**Task details:**
Reproduce the lines below word for word, from the very first one through the line that contains "column 197, row 1142", including both. Leave the pictures out of your answer.

+ + + +

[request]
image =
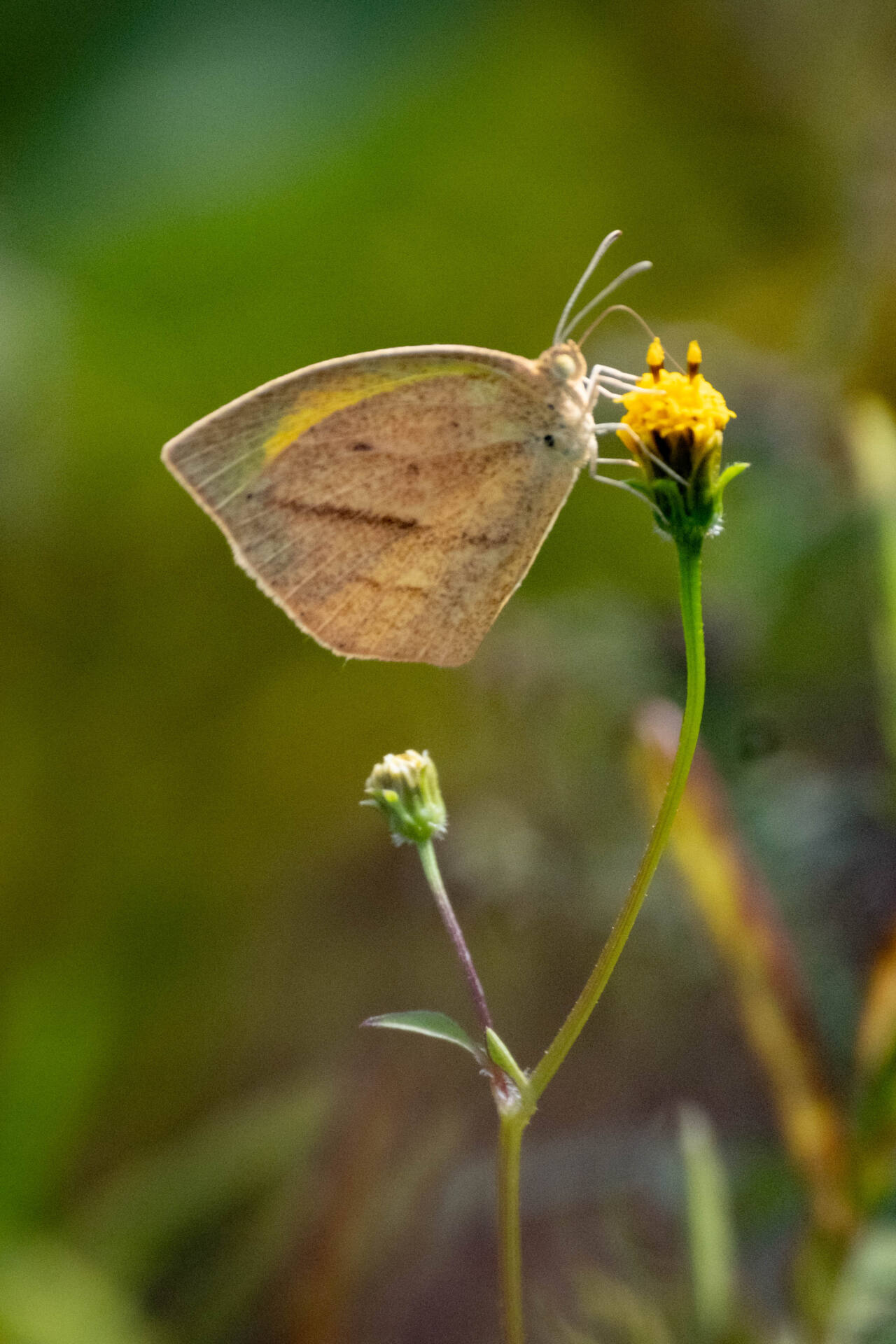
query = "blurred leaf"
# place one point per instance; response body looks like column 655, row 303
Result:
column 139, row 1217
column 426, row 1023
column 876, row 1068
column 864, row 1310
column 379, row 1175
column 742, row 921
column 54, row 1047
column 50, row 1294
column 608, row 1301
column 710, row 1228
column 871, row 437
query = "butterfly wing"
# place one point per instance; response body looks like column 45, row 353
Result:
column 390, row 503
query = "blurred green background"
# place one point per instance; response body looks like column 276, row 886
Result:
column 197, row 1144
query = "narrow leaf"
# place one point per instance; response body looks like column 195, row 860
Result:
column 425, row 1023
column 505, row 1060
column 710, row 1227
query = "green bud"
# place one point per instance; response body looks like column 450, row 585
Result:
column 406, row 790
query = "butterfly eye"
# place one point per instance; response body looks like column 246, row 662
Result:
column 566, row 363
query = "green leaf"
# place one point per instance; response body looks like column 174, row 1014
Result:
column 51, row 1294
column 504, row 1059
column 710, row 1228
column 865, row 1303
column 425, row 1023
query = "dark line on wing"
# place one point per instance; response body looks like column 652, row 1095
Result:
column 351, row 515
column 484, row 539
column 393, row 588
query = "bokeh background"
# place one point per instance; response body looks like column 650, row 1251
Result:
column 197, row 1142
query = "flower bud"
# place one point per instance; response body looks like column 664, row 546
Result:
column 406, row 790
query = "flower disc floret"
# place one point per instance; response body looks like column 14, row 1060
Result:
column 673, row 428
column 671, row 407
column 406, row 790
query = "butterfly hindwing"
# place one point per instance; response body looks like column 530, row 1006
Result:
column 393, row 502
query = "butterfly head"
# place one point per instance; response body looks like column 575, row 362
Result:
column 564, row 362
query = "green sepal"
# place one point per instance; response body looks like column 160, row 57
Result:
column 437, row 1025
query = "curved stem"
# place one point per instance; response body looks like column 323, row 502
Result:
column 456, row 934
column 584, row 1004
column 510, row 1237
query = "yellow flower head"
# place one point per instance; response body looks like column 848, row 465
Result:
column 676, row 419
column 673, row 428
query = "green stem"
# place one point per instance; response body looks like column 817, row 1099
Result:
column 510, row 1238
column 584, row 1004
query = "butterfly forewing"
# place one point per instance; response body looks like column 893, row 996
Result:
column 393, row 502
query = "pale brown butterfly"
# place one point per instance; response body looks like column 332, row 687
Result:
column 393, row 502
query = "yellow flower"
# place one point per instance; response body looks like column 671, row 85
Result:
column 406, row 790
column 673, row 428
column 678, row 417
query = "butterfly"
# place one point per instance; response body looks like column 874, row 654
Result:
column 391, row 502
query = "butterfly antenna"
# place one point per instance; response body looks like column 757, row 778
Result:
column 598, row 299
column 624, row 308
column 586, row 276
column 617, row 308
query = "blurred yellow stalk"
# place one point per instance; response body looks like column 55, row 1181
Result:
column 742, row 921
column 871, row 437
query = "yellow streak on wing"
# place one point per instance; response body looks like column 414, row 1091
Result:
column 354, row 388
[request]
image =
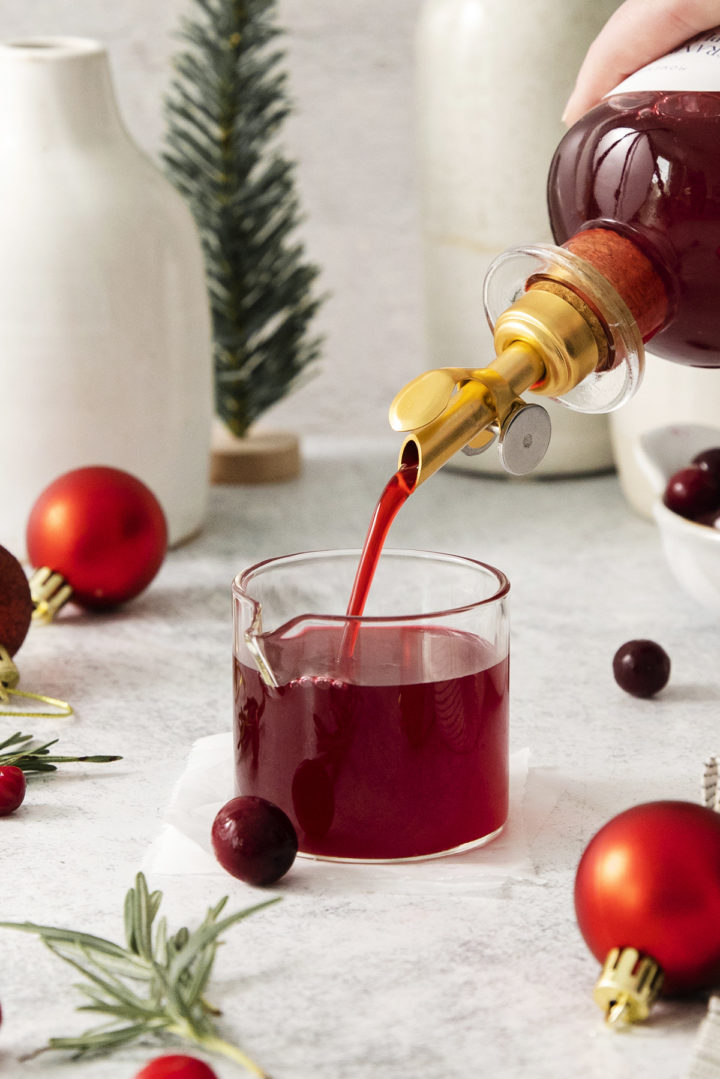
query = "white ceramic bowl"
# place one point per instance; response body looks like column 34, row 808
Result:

+ + + +

**Result:**
[request]
image =
query = "blurred leaf"
# place one point per instance; response body looks like column 655, row 303
Result:
column 139, row 1217
column 426, row 1023
column 876, row 1068
column 864, row 1310
column 379, row 1175
column 742, row 921
column 54, row 1047
column 50, row 1294
column 608, row 1301
column 710, row 1228
column 871, row 437
query = "butterfly wing"
# place one point per instance; response body looks like column 45, row 353
Result:
column 390, row 503
query = "blurred green background"
# place one point per instance; response body looks like column 276, row 886
Result:
column 197, row 1144
query = "narrow leaf"
# place one point per instance; response body looks like column 195, row 860
Result:
column 425, row 1023
column 505, row 1060
column 710, row 1227
query = "green bud"
# place one point per instance; response body looks like column 450, row 585
Result:
column 406, row 790
query = "butterfly eye"
# place one point per instance; response body looks like column 246, row 662
Result:
column 566, row 363
query = "green leaf"
# place one point per instance; response body looks like column 174, row 1014
Result:
column 51, row 1294
column 504, row 1059
column 710, row 1228
column 865, row 1303
column 425, row 1023
query = "dark line on wing"
# place one point per instance; response body looks like column 652, row 1095
Result:
column 351, row 515
column 484, row 539
column 393, row 588
query = "bokeh background"
# place one point per instance; response body looks like column 650, row 1251
Result:
column 197, row 1142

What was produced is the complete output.